- [What to do]:
Recast every line of the material below as a Markdown table with the columns "Row" and "Entry", numbering the rows in order and leaving out blank lines.

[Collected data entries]
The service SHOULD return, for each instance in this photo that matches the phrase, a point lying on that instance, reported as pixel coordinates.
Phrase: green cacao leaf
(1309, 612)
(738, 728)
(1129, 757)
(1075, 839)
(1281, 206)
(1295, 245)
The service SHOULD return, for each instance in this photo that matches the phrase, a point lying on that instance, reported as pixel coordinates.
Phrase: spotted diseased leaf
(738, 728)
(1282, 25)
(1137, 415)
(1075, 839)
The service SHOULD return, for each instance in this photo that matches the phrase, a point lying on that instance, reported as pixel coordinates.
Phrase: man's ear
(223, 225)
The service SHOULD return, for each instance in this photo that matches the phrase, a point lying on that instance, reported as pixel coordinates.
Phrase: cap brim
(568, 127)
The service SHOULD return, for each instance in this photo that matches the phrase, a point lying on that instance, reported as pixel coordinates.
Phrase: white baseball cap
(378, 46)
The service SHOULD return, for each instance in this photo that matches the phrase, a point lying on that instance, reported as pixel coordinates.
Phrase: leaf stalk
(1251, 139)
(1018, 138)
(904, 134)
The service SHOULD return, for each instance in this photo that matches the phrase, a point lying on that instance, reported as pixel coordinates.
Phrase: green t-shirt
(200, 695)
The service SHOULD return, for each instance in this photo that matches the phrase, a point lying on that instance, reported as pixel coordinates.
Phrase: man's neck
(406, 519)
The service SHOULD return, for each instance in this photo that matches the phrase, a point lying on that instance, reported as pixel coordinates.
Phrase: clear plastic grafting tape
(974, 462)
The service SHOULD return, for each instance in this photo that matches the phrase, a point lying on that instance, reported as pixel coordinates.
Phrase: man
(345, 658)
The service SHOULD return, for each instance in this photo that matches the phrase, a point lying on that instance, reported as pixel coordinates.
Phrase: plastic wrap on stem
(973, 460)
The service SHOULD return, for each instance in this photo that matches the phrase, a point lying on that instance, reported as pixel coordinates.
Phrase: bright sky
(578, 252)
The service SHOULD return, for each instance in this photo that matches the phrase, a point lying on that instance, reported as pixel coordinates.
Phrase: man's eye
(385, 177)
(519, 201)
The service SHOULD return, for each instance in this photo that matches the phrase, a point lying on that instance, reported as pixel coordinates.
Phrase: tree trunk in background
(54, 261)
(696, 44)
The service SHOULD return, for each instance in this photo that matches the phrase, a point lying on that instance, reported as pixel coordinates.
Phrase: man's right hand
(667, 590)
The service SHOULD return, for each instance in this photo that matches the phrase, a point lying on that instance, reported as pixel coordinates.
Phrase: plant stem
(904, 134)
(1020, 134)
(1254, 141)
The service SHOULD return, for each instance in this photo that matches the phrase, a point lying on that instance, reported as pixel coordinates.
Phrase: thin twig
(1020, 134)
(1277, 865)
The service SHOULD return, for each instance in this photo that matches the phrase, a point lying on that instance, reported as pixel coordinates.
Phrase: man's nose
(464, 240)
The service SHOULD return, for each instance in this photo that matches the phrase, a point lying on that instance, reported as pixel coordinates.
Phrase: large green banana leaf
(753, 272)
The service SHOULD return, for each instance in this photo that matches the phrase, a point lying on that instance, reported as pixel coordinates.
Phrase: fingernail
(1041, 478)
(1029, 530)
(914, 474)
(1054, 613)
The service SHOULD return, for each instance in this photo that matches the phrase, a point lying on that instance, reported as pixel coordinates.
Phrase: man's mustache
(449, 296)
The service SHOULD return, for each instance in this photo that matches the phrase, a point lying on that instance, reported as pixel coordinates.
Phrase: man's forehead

- [Exercise solution]:
| Row | Entry |
|---|---|
| 1 | The service SHOULD return, for each instance in this photo that matches the phrase, a point lying on that instance, reported as pixel coordinates. |
| 2 | Phrase: green cacao leaf |
| 3 | (1309, 612) |
| 4 | (738, 728) |
| 5 | (1129, 757) |
| 6 | (1075, 839) |
| 7 | (1281, 206) |
| 8 | (1295, 245) |
| 9 | The service SHOULD return, for each instance in this photo that matches the phrase, a point lying on that instance, reported as pixel coordinates. |
| 10 | Phrase: spotted diseased leaf |
| 11 | (738, 728) |
| 12 | (1282, 25) |
| 13 | (1137, 415) |
| 14 | (1075, 839) |
| 15 | The service SHOULD return, for each instance in this photo that matches the phrase, a point lying on that instance, reported as pixel coordinates. |
| 16 | Phrase: man's ear |
| 17 | (223, 225) |
| 18 | The service SHOULD return, for each instance in this photo that matches the phrase, a point lying on that instance, reported as pixel coordinates. |
| 19 | Phrase: cap brim |
| 20 | (568, 127) |
| 21 | The service SHOULD return, for each instance in this photo that matches the phrase, a point lying on that instance, reported as pixel coordinates. |
| 22 | Phrase: white baseball cap |
| 23 | (378, 46) |
| 24 | The service SHOULD return, for each instance in this photo that matches the phrase, a point lying on that instance, reported as pixel coordinates. |
| 25 | Phrase: leaf stalk |
| 26 | (1251, 139) |
| 27 | (1018, 138) |
| 28 | (904, 134) |
| 29 | The service SHOULD return, for each instance in this photo that matches the phrase, a point lying on that instance, reported as pixel coordinates. |
| 30 | Phrase: green t-shirt |
| 31 | (200, 695) |
| 32 | The service SHOULD return, for each instance in this photo that matches the phrase, a point lying on that instance, reported as pixel coordinates. |
| 33 | Phrase: man's neck |
| 34 | (406, 519) |
| 35 | The service SHOULD return, for each instance in this photo that matches the phrase, a point lying on that instance, reported as pixel coordinates. |
| 36 | Phrase: clear plastic grafting tape |
| 37 | (974, 462) |
| 38 | The service SHOULD return, for each instance in this photo that matches the phrase, a point lying on that instance, reported as pixel coordinates. |
| 39 | Phrase: man |
| 40 | (345, 658) |
| 41 | The service SHOULD return, for each instance in this photo that matches the phrase, a point lying on that instance, reported as pixel coordinates. |
| 42 | Phrase: plastic wrap on stem |
| 43 | (973, 460) |
| 44 | The service SHOULD return, for each instance in this photo that matches the phrase, a point lying on that instance, reported as pixel coordinates. |
| 45 | Phrase: bright sky |
| 46 | (578, 252) |
| 47 | The service SHOULD return, for each instance in this photo that matches the phrase, a point lying on that instance, reported as pixel coordinates. |
| 48 | Phrase: man's eye |
| 49 | (385, 177) |
| 50 | (519, 201) |
| 51 | The service SHOULD return, for each instance in this photo that matches the phrase, a point lying on that instance, reported as pixel coordinates. |
| 52 | Phrase: tree trunk in background |
| 53 | (54, 261) |
| 54 | (696, 44) |
| 55 | The service SHOULD return, for each instance in this photo that matches the phrase, a point lying on that instance, reported as pixel coordinates. |
| 56 | Phrase: man's right hand |
| 57 | (667, 590) |
| 58 | The service SHOULD return, for each instance in this photo that matches the phrase, a point lying on that instance, reported as pixel coordinates. |
| 59 | Phrase: plant stem |
| 60 | (904, 134) |
| 61 | (1020, 134) |
| 62 | (1254, 141) |
| 63 | The service SHOULD return, for each instance in this photo that matches the phrase, a point lying on that instance, reported as pixel coordinates. |
| 64 | Phrase: thin twig |
| 65 | (1020, 134) |
| 66 | (1277, 865) |
| 67 | The service SHOULD return, for each instance in this photo that matches the phrase, a point lying on that instance, reported as pixel coordinates. |
| 68 | Phrase: man's nose |
| 69 | (464, 240) |
| 70 | The service SHOULD return, for each instance in this photo that matches the phrase, a point lying on that instance, reported as pixel coordinates. |
| 71 | Phrase: large green banana leaf |
| 72 | (753, 272) |
| 73 | The service SHOULD return, for each instance in this photo that matches the phrase, a point lying on that instance, reported as pixel coordinates. |
| 74 | Phrase: fingernail |
| 75 | (1041, 478) |
| 76 | (1029, 530) |
| 77 | (914, 474) |
| 78 | (1054, 613) |
| 79 | The service SHOULD return, for each instance in this photo that matches the phrase, a point lying on that instance, reported as pixel coordinates. |
| 80 | Phrase: man's mustache |
| 81 | (449, 296) |
| 82 | The service SHOULD return, for each instance in this photo that matches the phrase, a point lying on that instance, reported as pixel coordinates. |
| 83 | Phrase: man's forehead |